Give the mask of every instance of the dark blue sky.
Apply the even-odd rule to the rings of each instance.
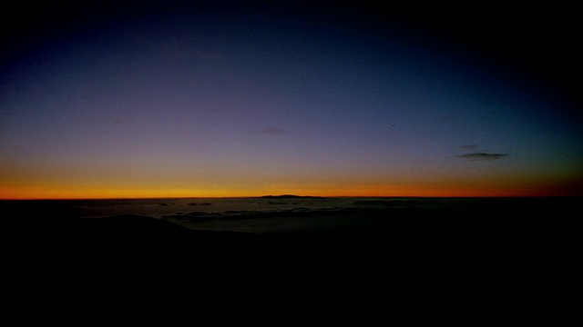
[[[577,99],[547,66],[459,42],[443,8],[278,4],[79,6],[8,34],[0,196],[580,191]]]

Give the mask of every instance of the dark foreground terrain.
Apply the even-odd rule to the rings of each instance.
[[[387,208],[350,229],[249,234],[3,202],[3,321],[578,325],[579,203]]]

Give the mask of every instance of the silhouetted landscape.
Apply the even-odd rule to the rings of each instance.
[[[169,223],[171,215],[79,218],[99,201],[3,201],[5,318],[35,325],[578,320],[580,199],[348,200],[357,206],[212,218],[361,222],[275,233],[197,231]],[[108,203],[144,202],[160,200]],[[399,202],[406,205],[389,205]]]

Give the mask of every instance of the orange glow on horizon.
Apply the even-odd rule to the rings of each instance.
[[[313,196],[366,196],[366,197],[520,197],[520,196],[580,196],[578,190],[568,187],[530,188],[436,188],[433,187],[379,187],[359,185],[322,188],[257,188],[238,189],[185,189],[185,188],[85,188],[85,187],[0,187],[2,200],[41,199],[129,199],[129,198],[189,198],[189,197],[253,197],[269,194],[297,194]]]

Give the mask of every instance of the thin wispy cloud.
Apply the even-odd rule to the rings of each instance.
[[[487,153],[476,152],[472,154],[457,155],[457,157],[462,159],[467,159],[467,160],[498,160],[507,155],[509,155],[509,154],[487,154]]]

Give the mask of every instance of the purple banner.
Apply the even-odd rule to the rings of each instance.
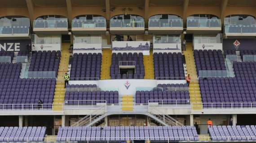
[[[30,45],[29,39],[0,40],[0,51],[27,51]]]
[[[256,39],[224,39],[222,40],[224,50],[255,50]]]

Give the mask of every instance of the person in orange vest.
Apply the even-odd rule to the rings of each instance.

* * *

- **Exercise requirements**
Rewrite all of the records above, changing every "mask" to "outline" and keeping everything else the same. Leave out the pictures.

- **Written solution**
Give the outline of every instance of the dark blue sky.
Apply the even-odd rule to the rings of each instance.
[[[577,99],[547,66],[459,42],[443,8],[278,4],[79,6],[8,34],[0,196],[580,191]]]

Give the outline of every instance of the dark foreground terrain.
Apply the even-odd rule to the rings of each instance.
[[[387,208],[350,229],[249,234],[3,202],[3,321],[578,325],[579,203]]]

Give the outline of every instance of the silhouetted landscape.
Apply the even-odd rule to the rings of each instance.
[[[169,223],[171,215],[79,218],[99,201],[3,201],[5,318],[35,325],[578,320],[580,199],[348,200],[357,206],[212,218],[361,222],[275,233],[197,231]],[[108,203],[144,202],[160,200]],[[399,202],[406,205],[389,205]]]

Give the outline of every instance of the orange glow on horizon.
Apply the even-odd rule to the rings of each instance.
[[[313,196],[366,196],[366,197],[520,197],[520,196],[580,196],[578,190],[568,187],[530,188],[436,188],[433,187],[379,187],[359,185],[322,188],[257,188],[238,189],[185,189],[185,188],[85,188],[85,187],[0,187],[2,200],[41,199],[129,199],[129,198],[189,198],[189,197],[253,197],[269,194],[297,194]]]

Give the outline of every instance of the thin wispy cloud.
Apply the even-odd rule to the rings of each instance.
[[[487,153],[476,152],[472,154],[457,155],[457,157],[462,159],[467,159],[467,160],[498,160],[507,155],[509,155],[509,154],[487,154]]]

Give the outline of every instance of the purple banner.
Apply the even-odd rule to the rings of each instance.
[[[30,45],[29,39],[0,40],[0,51],[27,51]]]
[[[256,39],[224,39],[222,40],[224,50],[255,50]]]

Give the outline of every instance of the person in orange vest.
Apply the even-odd rule to the rings of each instance.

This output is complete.